WHAT THE EXERCISE ASKS
In the text on plotting audio waveforms, what does the light blue part of the Audacity waveform display?

So far, I am able to:
open the audio file
read the samples
plot the samples at a given scale
To plot the samples at a given scale, I have tried two strategies. Let assume that N is the value of the scale:
for i going from 0 to the width of my window, plot the i * Nth audio sample at the screen pixel i. This is very fast and constant in time because we always access the same amount of audio data points.
However, it does not represent the waveform correctly, as we use the value of only 1 point to represent N points.
for i going from 0 to N * width, plot the ith audio sample at the screen position i / (N * width) and let Qt figure out how to represent that correctly on physical screen pixels.
That plots very beautiful waveforms but it takes hell a lot of time to access data. For instance, if I want to display 500 samples per pixel and the width of my window is 100px, I have to access 50 000 points, which are then plotted by Qt as 100 physical points (pixels).
So, how can I get a correct plot of my audio data, which can be calculated fast? Should I calculate the average of N samples for each physical pixel? Should I do some curve fitting?
In other words, what kind of operation is involved when Qt/Matplotlib/Matlab/etc plot thousands of data point to a very limited amount of physical pixels?

Just because I do know how to do it and I already asked something similar on stackoverflow I'll reference this. I'll provide code later.
Drawing Waveforms is a real problem. I tried to figure this out for more than a half of a year!
To sum this up:
According to the Audacity Documentation:
The waveform view uses two shades of blue, one darker and one lighter.
The dark blue part of the waveform displays the tallest peak in the area that pixel represents. At default zoom level Audacity will
display many samples within that pixel width, so this pixel represents
the value of the loudest sample in the group.
The light blue part of the waveform displays the average RMS (Root Mean Square) value for the same group of samples. This is a rough
guide to how loud this area might sound, but there is no way to
extract or use this RMS part of the waveform separately.
So you simply try to get the important information out of a chunk of data. If you do this over and over you'll have multiple stages which can be used for drawing.
I'll provide some code here, please bear with me it's in development:
template<typename T>
class CacheHandler {
public:
std::vector<T> data;
vector2d<T> min, max, rms;
CacheHandler(std::vector<T>& data) throw(std::exception);
void addData(std::vector<T>& samples);
/*
irreversible removes data.
Fails if end index is greater than data length
*/
void removeData(int endIndex);
void removeData(int startIndex, int endIndex);
};
using this:
template<typename T>
inline WaveformPane::CacheHandler<T>::CacheHandler(std::vector<T>& data, int sampleSizeInBits) throw(std::exception)

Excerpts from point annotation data

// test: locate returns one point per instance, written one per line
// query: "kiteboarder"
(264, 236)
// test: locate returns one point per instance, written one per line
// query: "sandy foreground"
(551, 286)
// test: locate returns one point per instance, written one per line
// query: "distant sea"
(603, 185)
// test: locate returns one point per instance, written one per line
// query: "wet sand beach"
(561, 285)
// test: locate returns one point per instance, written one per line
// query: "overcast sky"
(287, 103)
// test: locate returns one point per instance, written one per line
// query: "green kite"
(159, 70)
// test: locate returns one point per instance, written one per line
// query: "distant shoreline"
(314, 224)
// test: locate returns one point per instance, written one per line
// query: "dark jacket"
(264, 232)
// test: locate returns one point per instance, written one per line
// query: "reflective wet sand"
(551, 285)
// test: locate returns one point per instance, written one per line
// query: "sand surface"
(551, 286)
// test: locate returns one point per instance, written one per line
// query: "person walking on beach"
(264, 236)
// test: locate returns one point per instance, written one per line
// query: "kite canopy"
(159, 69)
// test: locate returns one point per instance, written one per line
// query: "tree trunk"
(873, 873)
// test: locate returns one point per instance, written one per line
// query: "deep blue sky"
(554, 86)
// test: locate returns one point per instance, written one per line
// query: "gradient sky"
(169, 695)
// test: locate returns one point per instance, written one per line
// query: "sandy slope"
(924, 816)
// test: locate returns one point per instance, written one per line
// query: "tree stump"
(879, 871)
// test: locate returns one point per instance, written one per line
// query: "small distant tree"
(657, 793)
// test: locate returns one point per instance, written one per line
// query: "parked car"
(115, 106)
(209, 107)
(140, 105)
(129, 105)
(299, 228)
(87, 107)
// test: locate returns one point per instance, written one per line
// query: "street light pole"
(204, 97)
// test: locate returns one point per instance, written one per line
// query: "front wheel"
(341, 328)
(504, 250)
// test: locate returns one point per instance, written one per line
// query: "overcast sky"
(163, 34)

==

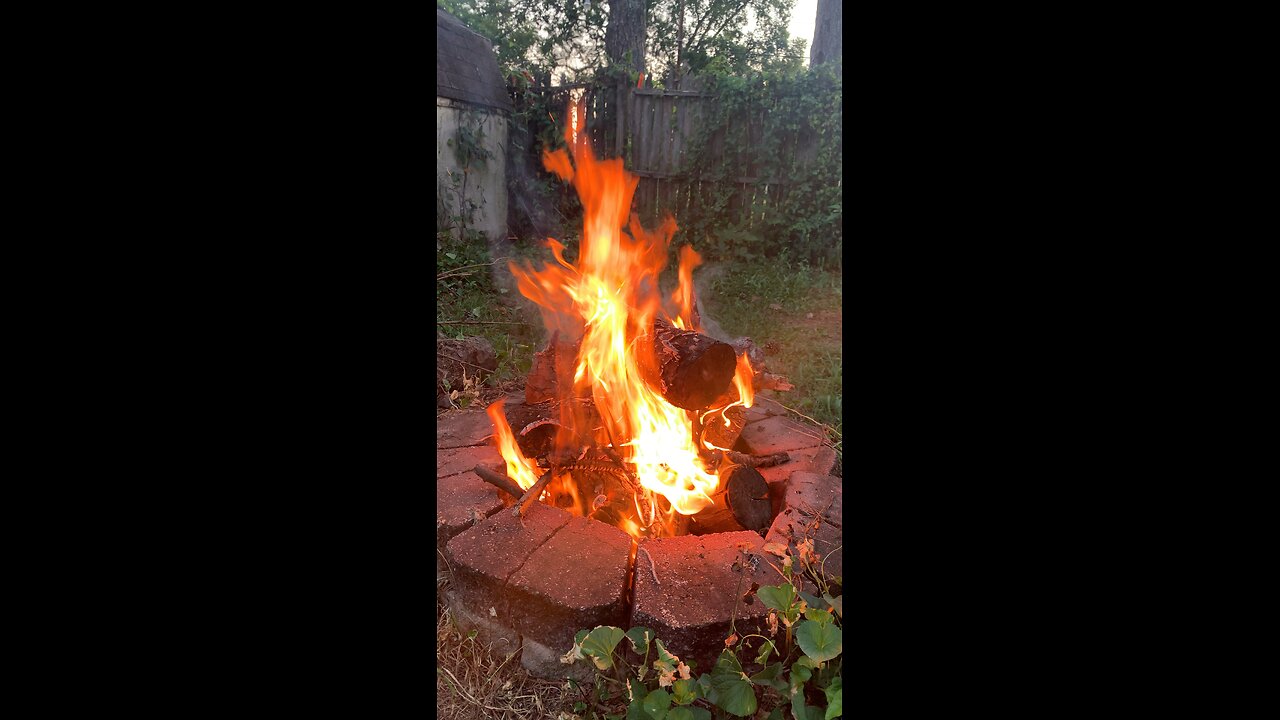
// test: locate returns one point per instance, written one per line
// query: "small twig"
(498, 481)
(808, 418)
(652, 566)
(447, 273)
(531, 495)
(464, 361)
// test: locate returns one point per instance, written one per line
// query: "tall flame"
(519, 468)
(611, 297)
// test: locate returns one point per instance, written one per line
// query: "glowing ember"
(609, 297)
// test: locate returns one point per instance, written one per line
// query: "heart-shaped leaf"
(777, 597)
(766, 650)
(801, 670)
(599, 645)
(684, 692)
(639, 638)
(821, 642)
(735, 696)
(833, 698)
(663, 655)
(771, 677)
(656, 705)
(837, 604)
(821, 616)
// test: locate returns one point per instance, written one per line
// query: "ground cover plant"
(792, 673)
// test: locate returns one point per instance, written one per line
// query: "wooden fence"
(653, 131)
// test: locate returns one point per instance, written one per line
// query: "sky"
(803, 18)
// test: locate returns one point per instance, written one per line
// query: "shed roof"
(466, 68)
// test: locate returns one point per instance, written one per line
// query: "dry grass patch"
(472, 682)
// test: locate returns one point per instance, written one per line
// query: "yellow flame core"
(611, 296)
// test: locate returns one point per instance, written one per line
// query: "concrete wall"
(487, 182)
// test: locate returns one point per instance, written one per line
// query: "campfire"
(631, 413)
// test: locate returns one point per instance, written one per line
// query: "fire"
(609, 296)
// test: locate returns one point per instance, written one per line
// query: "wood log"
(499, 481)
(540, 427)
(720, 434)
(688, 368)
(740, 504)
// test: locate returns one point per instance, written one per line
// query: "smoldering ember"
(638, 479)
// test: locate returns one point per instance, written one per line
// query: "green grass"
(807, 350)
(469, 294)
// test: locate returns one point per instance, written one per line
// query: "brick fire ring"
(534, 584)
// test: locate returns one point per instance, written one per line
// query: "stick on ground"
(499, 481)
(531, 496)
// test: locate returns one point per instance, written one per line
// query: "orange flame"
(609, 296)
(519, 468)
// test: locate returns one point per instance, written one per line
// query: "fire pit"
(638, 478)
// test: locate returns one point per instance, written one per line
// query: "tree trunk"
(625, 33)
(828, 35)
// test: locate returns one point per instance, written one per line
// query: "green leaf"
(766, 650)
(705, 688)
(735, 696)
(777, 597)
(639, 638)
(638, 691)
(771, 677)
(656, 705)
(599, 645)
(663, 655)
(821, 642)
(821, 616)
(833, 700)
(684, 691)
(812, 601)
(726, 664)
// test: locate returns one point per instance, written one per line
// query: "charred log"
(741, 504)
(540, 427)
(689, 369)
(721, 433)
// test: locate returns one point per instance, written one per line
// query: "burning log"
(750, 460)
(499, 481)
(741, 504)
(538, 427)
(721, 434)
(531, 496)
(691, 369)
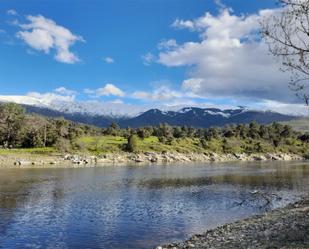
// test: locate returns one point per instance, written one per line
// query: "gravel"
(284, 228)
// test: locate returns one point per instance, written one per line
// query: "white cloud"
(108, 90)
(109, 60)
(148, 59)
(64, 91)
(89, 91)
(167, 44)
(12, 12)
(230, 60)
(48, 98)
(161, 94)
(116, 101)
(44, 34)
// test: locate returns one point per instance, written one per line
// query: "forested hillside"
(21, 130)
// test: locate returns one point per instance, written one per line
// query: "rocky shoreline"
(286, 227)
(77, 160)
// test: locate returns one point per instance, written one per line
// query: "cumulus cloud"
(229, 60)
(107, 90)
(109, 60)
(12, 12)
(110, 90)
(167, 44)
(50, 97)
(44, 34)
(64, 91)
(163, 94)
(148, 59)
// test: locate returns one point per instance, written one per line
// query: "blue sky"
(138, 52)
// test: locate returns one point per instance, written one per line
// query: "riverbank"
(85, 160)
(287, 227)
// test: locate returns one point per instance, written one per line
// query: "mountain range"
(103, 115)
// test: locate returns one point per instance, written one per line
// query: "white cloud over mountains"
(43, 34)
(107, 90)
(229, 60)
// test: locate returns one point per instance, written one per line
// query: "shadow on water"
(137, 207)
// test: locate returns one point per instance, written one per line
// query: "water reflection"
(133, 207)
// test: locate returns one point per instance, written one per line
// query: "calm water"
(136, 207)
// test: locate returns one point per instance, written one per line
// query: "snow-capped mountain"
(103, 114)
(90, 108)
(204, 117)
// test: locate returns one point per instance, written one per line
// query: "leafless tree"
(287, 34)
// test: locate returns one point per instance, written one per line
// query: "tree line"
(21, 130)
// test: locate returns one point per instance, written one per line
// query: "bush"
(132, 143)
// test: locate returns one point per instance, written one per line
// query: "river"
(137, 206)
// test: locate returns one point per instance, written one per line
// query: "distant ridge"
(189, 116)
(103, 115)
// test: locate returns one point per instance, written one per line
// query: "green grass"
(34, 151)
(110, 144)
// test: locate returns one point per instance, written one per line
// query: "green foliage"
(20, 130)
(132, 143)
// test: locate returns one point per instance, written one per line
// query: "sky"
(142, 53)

* * *

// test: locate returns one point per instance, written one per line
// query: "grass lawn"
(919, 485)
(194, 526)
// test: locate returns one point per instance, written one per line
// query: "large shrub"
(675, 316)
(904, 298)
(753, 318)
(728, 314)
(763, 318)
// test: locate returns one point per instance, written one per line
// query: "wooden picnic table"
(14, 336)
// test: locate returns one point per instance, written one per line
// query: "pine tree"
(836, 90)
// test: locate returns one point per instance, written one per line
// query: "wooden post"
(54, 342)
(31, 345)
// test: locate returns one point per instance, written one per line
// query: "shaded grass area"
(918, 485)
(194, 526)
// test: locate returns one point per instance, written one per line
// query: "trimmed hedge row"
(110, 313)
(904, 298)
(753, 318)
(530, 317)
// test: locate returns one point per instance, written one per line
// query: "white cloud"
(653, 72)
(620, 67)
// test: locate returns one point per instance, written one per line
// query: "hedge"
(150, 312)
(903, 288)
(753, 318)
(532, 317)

REPLY
It displays the average RMS (Root Mean Square) value for the same group of samples.